##### EXTRACT #####

Editorials

Experts question Dr. Ford's accusations

Dr. Christine Ford has named Brett Kavanaugh as someone who attacked her sexually at a high school party, almost forty years ago. Psychologist Elizabeth Loftus has been concerned with how subsequent information can affect an eyewitness's account of an event.

Research has shown a witness exposed to new information can effect reliability of recall of a past event. A study by Loftus and Palmer revealed  25% of recovered memories through therapy of past sexual abuse were false and are labeled as false memory syndrome (FMS).  It is possible for a person to strongly believe something happened but the person is mistaken about the event or the parties involved. 

A growing body of research indicates that memory is fallible and vulnerable to suggestion; and that suggestibility and the possibility of false memory increase with the length of time between the events and later attempts to recall it. Many experts question the reliability of memory recovery through hypnosis, dream interpretation and survivors group therapy. The evidence suggests that many enhancement techniques used to recover memory produce entirely new and false memories. 

Rachel Mitchell, a veteran sex crimes investigator questioned Dr. Ford.  She found Dr. Ford's answers to be self-contradictory.  Ford reported the event occurred in the "mid 1980's", "early 1980's", and in 1980.  No name was given in therapy notes, then she remembered Brett Kavanaugh's name in memory recovery therapy. She was driven to a party, but she does not know who drove her or where the party was. The people she named deny they were at the party.  Her girlfriend Leland Keyser stated she never went to a party attended by Brett Kavanaugh.   

Dr. Ford introduced herself as a research psychologist but she has not passed the exam and is not a licensed psychologist in California. Just because someone tells you something with confidence, does not mean it happened. In the McMartin preschool trial the mother who made the initial accusation was diagnosed as a paranoid schizophrenia.  After years of investigation there was no provable evidence of sexual abuse. Cognitive scientists have learned people can be 100 percent certain of memories and 100 percent wrong.  Without corroborative evidence Judge Kavanaugh must be presumed innocent under American common law.

##### RECORD SET #####

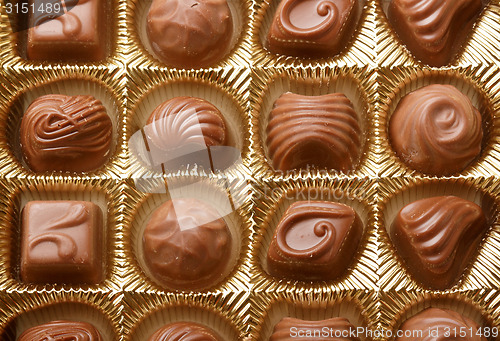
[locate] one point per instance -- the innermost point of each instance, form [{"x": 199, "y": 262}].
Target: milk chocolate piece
[
  {"x": 62, "y": 330},
  {"x": 185, "y": 331},
  {"x": 334, "y": 329},
  {"x": 435, "y": 324},
  {"x": 312, "y": 28},
  {"x": 186, "y": 244},
  {"x": 190, "y": 33},
  {"x": 66, "y": 133},
  {"x": 436, "y": 238},
  {"x": 61, "y": 242},
  {"x": 436, "y": 130},
  {"x": 76, "y": 35},
  {"x": 314, "y": 240},
  {"x": 433, "y": 30},
  {"x": 313, "y": 131}
]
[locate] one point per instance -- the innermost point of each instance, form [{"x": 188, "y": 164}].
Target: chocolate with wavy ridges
[
  {"x": 190, "y": 33},
  {"x": 313, "y": 131},
  {"x": 434, "y": 324},
  {"x": 312, "y": 28},
  {"x": 62, "y": 330},
  {"x": 337, "y": 328},
  {"x": 66, "y": 133},
  {"x": 436, "y": 130},
  {"x": 433, "y": 30},
  {"x": 314, "y": 240},
  {"x": 185, "y": 331},
  {"x": 186, "y": 244},
  {"x": 437, "y": 236}
]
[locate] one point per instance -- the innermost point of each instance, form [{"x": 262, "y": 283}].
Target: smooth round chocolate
[
  {"x": 436, "y": 130},
  {"x": 190, "y": 33},
  {"x": 65, "y": 133},
  {"x": 186, "y": 244}
]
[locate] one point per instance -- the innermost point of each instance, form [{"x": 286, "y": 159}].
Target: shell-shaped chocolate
[
  {"x": 312, "y": 28},
  {"x": 184, "y": 331},
  {"x": 436, "y": 130},
  {"x": 437, "y": 236},
  {"x": 62, "y": 330},
  {"x": 186, "y": 244},
  {"x": 66, "y": 133},
  {"x": 313, "y": 131},
  {"x": 434, "y": 324},
  {"x": 190, "y": 33},
  {"x": 337, "y": 328},
  {"x": 314, "y": 240},
  {"x": 433, "y": 30}
]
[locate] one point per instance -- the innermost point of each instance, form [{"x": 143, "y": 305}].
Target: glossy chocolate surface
[
  {"x": 433, "y": 30},
  {"x": 62, "y": 242},
  {"x": 190, "y": 33},
  {"x": 436, "y": 324},
  {"x": 66, "y": 133},
  {"x": 312, "y": 28},
  {"x": 337, "y": 329},
  {"x": 314, "y": 240},
  {"x": 313, "y": 131},
  {"x": 77, "y": 35},
  {"x": 185, "y": 331},
  {"x": 186, "y": 244},
  {"x": 62, "y": 330},
  {"x": 436, "y": 238},
  {"x": 436, "y": 130}
]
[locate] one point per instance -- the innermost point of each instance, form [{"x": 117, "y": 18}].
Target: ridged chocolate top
[{"x": 436, "y": 130}]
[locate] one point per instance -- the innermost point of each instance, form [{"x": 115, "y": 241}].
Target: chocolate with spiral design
[
  {"x": 314, "y": 240},
  {"x": 66, "y": 133},
  {"x": 436, "y": 130}
]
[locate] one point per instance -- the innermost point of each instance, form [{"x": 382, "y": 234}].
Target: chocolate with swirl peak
[{"x": 314, "y": 240}]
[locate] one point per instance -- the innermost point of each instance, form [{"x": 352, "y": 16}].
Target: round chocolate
[
  {"x": 185, "y": 331},
  {"x": 66, "y": 133},
  {"x": 436, "y": 130},
  {"x": 186, "y": 244},
  {"x": 190, "y": 33}
]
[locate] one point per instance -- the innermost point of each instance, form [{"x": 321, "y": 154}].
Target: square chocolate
[
  {"x": 76, "y": 35},
  {"x": 62, "y": 242}
]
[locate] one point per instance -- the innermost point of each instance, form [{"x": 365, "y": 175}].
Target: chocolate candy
[
  {"x": 436, "y": 238},
  {"x": 66, "y": 133},
  {"x": 314, "y": 240},
  {"x": 337, "y": 328},
  {"x": 76, "y": 35},
  {"x": 186, "y": 244},
  {"x": 433, "y": 30},
  {"x": 312, "y": 28},
  {"x": 440, "y": 324},
  {"x": 184, "y": 331},
  {"x": 62, "y": 242},
  {"x": 313, "y": 131},
  {"x": 436, "y": 130},
  {"x": 190, "y": 33},
  {"x": 62, "y": 330}
]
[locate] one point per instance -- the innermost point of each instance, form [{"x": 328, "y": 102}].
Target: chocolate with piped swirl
[
  {"x": 434, "y": 324},
  {"x": 190, "y": 33},
  {"x": 62, "y": 330},
  {"x": 185, "y": 331},
  {"x": 313, "y": 131},
  {"x": 436, "y": 130},
  {"x": 433, "y": 30},
  {"x": 312, "y": 28},
  {"x": 314, "y": 240},
  {"x": 436, "y": 238},
  {"x": 66, "y": 133},
  {"x": 337, "y": 328},
  {"x": 186, "y": 244}
]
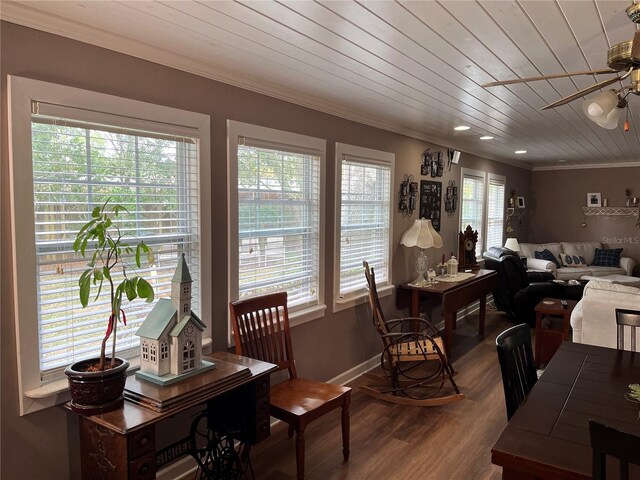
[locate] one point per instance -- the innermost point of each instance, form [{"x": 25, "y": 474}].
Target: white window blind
[
  {"x": 364, "y": 221},
  {"x": 495, "y": 211},
  {"x": 78, "y": 165},
  {"x": 471, "y": 212},
  {"x": 278, "y": 220}
]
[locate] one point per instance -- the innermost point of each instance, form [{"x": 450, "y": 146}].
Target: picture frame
[{"x": 594, "y": 199}]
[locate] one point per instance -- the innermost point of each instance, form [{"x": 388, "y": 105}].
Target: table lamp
[
  {"x": 421, "y": 235},
  {"x": 512, "y": 244}
]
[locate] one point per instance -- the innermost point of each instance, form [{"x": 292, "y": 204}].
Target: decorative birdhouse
[{"x": 171, "y": 335}]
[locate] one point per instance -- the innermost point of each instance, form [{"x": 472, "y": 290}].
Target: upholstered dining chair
[
  {"x": 607, "y": 440},
  {"x": 627, "y": 318},
  {"x": 261, "y": 330},
  {"x": 517, "y": 365}
]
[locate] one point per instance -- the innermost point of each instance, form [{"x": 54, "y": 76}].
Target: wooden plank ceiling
[{"x": 407, "y": 66}]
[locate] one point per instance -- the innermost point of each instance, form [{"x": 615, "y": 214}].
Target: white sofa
[
  {"x": 583, "y": 249},
  {"x": 593, "y": 319}
]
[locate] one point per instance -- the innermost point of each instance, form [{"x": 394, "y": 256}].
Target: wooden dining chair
[
  {"x": 261, "y": 331},
  {"x": 607, "y": 440},
  {"x": 517, "y": 365},
  {"x": 627, "y": 318}
]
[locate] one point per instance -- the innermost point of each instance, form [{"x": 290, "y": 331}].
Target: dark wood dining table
[{"x": 548, "y": 437}]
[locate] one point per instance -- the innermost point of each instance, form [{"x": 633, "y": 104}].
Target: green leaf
[
  {"x": 85, "y": 286},
  {"x": 84, "y": 245},
  {"x": 99, "y": 290},
  {"x": 145, "y": 290},
  {"x": 130, "y": 289}
]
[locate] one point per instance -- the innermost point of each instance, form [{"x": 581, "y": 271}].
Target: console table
[
  {"x": 120, "y": 444},
  {"x": 452, "y": 296}
]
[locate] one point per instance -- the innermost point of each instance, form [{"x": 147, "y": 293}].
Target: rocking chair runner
[{"x": 416, "y": 370}]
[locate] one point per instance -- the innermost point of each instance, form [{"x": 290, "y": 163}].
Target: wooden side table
[{"x": 552, "y": 328}]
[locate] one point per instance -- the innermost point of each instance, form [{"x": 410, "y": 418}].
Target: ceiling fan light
[
  {"x": 599, "y": 107},
  {"x": 611, "y": 121}
]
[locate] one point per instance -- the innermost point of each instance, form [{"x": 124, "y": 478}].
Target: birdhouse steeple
[{"x": 181, "y": 288}]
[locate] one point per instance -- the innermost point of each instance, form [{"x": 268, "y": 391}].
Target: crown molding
[
  {"x": 23, "y": 14},
  {"x": 635, "y": 164}
]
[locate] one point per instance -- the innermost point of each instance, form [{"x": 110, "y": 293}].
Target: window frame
[
  {"x": 374, "y": 157},
  {"x": 486, "y": 180},
  {"x": 34, "y": 394},
  {"x": 235, "y": 130}
]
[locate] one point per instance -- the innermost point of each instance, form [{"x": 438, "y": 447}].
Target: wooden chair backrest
[
  {"x": 374, "y": 301},
  {"x": 607, "y": 440},
  {"x": 261, "y": 330},
  {"x": 628, "y": 318},
  {"x": 516, "y": 365}
]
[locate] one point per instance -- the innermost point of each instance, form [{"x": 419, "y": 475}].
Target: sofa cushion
[
  {"x": 547, "y": 255},
  {"x": 607, "y": 257},
  {"x": 528, "y": 249},
  {"x": 572, "y": 261},
  {"x": 598, "y": 287},
  {"x": 587, "y": 250}
]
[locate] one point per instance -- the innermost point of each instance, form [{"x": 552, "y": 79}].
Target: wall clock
[{"x": 467, "y": 247}]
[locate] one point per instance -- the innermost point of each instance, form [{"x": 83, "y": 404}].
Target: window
[
  {"x": 83, "y": 148},
  {"x": 276, "y": 219},
  {"x": 363, "y": 222},
  {"x": 495, "y": 211},
  {"x": 153, "y": 354},
  {"x": 472, "y": 211},
  {"x": 188, "y": 356},
  {"x": 489, "y": 220}
]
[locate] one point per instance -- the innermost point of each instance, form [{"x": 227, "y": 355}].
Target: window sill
[
  {"x": 61, "y": 386},
  {"x": 307, "y": 314},
  {"x": 360, "y": 298}
]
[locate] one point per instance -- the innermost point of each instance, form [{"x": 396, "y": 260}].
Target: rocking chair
[{"x": 416, "y": 370}]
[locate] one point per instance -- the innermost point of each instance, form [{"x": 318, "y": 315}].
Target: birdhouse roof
[
  {"x": 157, "y": 319},
  {"x": 181, "y": 274},
  {"x": 192, "y": 317}
]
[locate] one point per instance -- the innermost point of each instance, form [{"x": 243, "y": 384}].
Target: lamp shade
[
  {"x": 421, "y": 235},
  {"x": 603, "y": 109},
  {"x": 512, "y": 244}
]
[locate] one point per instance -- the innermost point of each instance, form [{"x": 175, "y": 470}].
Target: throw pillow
[
  {"x": 572, "y": 260},
  {"x": 548, "y": 256},
  {"x": 607, "y": 257}
]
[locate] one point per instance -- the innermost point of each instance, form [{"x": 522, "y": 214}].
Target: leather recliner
[{"x": 517, "y": 291}]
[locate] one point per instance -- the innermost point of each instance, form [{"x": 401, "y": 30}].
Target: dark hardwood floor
[{"x": 391, "y": 441}]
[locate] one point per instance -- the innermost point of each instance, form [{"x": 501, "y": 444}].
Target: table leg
[
  {"x": 483, "y": 312},
  {"x": 538, "y": 342},
  {"x": 415, "y": 303},
  {"x": 449, "y": 321}
]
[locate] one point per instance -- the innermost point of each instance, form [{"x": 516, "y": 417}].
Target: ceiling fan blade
[
  {"x": 635, "y": 47},
  {"x": 583, "y": 92},
  {"x": 547, "y": 77}
]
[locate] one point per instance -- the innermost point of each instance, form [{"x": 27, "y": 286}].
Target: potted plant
[{"x": 97, "y": 384}]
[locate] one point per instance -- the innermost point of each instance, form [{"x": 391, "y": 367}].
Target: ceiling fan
[{"x": 606, "y": 108}]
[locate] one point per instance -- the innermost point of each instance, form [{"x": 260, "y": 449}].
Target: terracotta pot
[{"x": 96, "y": 392}]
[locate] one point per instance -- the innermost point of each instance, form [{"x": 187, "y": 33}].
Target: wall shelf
[{"x": 611, "y": 211}]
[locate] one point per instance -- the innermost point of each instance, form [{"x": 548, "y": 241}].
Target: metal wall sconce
[{"x": 408, "y": 194}]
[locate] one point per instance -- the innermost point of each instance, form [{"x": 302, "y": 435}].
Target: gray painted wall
[
  {"x": 44, "y": 445},
  {"x": 557, "y": 198}
]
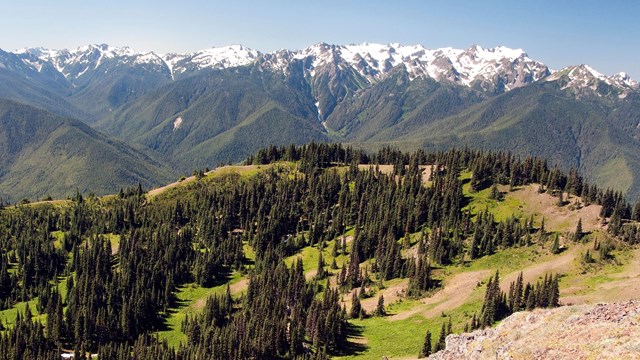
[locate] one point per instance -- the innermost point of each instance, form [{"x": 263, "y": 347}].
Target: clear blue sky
[{"x": 604, "y": 34}]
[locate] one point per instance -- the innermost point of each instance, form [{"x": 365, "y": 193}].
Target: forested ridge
[{"x": 105, "y": 271}]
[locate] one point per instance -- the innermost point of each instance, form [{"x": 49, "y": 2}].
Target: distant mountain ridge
[
  {"x": 221, "y": 104},
  {"x": 476, "y": 65}
]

#####

REQUIREMENT:
Please copy out the stretch of the editorial from "Research has shown" through "the parties involved.", swapping in "counseling" wherever "therapy" appears.

ANSWER FOR THIS EXERCISE:
Research has shown a witness exposed to new information can effect reliability of recall of a past event. A study by Loftus and Palmer revealed  25% of recovered memories through counseling of past sexual abuse were false and are labeled as false memory syndrome (FMS).  It is possible for a person to strongly believe something happened but the person is mistaken about the event or the parties involved.